##### Text excerpt #####
Canadian artist (1783–1865)

Marguerite Vincent Lawinonkié (c. 1783–1865) was a famous Huron-Wendat craftswoman who helped save the Huron-Wendat community. In 2008, the Canadian government deemed her a 'Person of National Historic Significance' for the quality of her art. Her son was Francois-Xavier Picard Tahourenche.

==Biography==

Lawinonkié was born in about 1783 to a Mohawk community on the Bay of Quinte. When she was twenty-four years old, she married Paul Picard Hondawonhont in Jeune-Lorette. Together they would have several children, but the only one to survive infancy was Francois-Xavier Picard Tahourenche. She supported the family through her artisan needlework, mainly creating snowshoes and moccasins embroidered with porcupine quills and moosehair. These works would become renowned in Quebec and Britain.

Her great success developed the local economy around moccasins and snowshoe production. By 1879, sixty of the seventy-six families in Lorette were employed in needlework, producing over 30,000 moccasins annually. The Wendake community became established for their numerous handcrafted products while preserving their traditional techniques and knowledge.

She died in 1865 and was buried in the chapel at the Jeune-Lorette Mission.

==Notability==
Several of her finest works, such as the headdress she made for her son, who became Grand Chief of the Huron-Wendat, are preserved in museums. On April 25, 2008, the Canadian Museum of Civilization acquired several possessions of James Bruce, 8th Earl of Elgin, among them were his snowshoes, two pairs of beaded moccasins and two birchbark trays attributed to Lawinonkié. Her former home has been preserved and converted into an interpretive and cultural centre.

In 2008, the Canadian government deemed Lawinokié a person of National Historic Significance for "[Bringing] to light the quality of the work and creativity of the artisans of Lorette and today is among the rare known artisans associated with this quality production." In 2022, she was declared a historic personage in Quebec.
#####
Instructions
1. Reproduce the stretch of the text about Marguerite Vincent Lawinonkié from "In 2008, the Canadian government deemed Lawinokié" through "personage in Quebec." word for word.
2. List every person named in the text about Marguerite Vincent Lawinonkié, including her, giving each name in full as it first appears.
##### Data under study #####
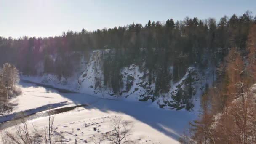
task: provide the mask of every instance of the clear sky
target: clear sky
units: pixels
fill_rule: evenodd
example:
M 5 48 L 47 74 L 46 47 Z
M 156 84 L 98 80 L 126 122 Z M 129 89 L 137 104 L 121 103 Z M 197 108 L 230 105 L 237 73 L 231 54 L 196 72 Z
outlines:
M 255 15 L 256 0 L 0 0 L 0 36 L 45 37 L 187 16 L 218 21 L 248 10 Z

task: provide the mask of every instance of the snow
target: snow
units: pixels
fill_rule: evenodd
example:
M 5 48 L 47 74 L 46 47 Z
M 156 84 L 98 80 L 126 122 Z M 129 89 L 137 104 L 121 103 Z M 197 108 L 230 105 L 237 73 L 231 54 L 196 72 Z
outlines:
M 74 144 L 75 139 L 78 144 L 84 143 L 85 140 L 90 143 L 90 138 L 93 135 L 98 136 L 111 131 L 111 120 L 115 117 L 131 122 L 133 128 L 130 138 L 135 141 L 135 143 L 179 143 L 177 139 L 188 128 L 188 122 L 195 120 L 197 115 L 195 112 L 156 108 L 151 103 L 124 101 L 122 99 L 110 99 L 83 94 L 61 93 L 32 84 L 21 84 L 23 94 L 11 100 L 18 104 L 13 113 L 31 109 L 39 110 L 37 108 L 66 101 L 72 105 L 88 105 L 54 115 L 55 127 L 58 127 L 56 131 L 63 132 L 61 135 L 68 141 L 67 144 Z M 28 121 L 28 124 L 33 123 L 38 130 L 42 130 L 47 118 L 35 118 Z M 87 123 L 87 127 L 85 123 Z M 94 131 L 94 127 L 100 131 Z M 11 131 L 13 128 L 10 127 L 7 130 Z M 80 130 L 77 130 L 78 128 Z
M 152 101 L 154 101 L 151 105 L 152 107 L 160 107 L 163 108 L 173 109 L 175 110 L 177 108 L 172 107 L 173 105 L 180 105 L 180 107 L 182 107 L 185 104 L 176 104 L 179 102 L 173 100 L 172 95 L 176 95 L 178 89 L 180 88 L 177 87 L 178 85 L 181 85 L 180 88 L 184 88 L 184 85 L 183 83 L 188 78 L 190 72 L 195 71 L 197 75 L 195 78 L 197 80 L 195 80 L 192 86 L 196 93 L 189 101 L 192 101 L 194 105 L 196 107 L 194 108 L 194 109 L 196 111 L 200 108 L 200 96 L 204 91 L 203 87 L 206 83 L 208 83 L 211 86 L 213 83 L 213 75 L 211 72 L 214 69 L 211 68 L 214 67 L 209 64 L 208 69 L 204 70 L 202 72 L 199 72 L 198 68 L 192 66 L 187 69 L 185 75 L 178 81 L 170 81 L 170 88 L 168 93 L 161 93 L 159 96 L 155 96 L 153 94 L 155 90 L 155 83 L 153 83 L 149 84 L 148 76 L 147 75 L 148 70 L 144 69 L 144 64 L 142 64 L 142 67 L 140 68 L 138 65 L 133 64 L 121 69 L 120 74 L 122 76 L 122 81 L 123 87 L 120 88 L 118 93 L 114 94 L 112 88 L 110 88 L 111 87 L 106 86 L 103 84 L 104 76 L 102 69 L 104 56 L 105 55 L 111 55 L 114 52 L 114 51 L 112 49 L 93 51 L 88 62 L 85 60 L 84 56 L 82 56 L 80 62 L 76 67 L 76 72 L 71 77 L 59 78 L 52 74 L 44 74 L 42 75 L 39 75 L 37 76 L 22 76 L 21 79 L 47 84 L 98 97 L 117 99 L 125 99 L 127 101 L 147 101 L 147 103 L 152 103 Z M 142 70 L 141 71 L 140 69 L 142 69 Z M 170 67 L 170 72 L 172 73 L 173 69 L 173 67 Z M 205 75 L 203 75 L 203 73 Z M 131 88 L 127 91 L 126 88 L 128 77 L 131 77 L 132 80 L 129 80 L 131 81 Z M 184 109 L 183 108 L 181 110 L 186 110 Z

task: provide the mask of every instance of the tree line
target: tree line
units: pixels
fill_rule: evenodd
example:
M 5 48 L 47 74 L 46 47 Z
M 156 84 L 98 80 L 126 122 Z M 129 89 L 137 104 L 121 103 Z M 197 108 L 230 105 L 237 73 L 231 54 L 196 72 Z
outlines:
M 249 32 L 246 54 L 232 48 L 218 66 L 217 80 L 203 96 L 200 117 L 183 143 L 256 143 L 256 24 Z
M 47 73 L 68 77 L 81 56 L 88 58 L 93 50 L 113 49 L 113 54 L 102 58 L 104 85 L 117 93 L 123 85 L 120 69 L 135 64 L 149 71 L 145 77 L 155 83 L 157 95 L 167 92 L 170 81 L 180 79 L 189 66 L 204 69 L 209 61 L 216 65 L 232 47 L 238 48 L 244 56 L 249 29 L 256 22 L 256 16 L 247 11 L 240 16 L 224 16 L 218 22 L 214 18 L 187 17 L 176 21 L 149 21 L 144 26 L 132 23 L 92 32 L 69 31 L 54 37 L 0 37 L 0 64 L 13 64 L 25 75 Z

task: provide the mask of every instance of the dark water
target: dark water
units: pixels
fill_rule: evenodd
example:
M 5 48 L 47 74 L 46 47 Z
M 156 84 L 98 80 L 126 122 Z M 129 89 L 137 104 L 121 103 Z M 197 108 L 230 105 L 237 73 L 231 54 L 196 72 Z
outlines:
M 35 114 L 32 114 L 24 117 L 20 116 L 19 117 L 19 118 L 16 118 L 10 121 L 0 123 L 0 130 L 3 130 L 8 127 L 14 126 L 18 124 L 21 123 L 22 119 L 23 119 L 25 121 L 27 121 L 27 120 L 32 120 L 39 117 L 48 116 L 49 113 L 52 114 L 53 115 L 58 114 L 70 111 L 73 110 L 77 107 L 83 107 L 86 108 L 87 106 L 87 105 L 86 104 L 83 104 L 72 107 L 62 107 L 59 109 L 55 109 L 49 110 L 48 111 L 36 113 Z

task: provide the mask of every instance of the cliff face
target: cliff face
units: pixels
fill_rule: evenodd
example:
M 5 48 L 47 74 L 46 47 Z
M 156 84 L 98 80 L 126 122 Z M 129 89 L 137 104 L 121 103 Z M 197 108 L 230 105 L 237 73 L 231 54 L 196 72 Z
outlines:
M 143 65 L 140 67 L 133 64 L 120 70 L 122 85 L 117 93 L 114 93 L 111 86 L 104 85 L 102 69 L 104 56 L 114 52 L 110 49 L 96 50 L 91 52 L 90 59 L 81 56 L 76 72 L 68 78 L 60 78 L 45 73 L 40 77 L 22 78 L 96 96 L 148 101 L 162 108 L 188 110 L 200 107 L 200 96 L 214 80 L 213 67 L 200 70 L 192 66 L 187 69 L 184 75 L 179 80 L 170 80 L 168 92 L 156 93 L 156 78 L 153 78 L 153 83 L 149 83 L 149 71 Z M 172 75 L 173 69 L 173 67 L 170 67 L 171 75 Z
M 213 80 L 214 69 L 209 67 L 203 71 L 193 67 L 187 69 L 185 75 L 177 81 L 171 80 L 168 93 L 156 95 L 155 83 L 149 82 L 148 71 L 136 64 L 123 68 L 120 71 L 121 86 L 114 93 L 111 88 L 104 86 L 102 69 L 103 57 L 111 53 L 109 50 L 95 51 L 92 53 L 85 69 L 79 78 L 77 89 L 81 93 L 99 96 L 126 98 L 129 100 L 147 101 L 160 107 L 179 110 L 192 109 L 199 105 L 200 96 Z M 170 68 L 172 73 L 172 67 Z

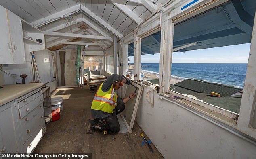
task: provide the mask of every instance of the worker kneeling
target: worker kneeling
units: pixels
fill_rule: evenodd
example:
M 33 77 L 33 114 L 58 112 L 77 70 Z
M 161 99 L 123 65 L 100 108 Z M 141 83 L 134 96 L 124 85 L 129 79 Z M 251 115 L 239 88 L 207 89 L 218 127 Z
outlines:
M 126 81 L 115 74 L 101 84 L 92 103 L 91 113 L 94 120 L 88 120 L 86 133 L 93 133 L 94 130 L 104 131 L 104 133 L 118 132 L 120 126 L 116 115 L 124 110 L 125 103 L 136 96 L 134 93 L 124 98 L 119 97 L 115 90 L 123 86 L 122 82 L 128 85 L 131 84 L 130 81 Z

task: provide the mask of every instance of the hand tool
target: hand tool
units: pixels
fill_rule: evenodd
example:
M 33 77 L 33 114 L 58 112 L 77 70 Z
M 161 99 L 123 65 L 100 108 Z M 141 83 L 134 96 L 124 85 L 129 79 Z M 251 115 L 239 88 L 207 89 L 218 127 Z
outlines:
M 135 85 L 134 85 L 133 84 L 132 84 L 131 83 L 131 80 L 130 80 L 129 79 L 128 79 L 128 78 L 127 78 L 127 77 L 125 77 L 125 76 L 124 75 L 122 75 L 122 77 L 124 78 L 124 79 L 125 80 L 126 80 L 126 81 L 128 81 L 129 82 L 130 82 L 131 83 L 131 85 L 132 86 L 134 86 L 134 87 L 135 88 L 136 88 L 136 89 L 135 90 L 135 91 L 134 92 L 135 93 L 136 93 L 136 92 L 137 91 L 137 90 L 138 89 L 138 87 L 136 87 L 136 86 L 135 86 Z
#####
Solved tasks
1.
In 2008, the Canadian government deemed Lawinokié a person of National Historic Significance for "[Bringing] to light the quality of the work and creativity of the artisans of Lorette and today is among the rare known artisans associated with this quality production." In 2022, she was declared a historic personage in Quebec.

2.
Marguerite Vincent Lawinonkié
Francois-Xavier Picard Tahourenche
Paul Picard Hondawonhont
James Bruce, 8th Earl of Elgin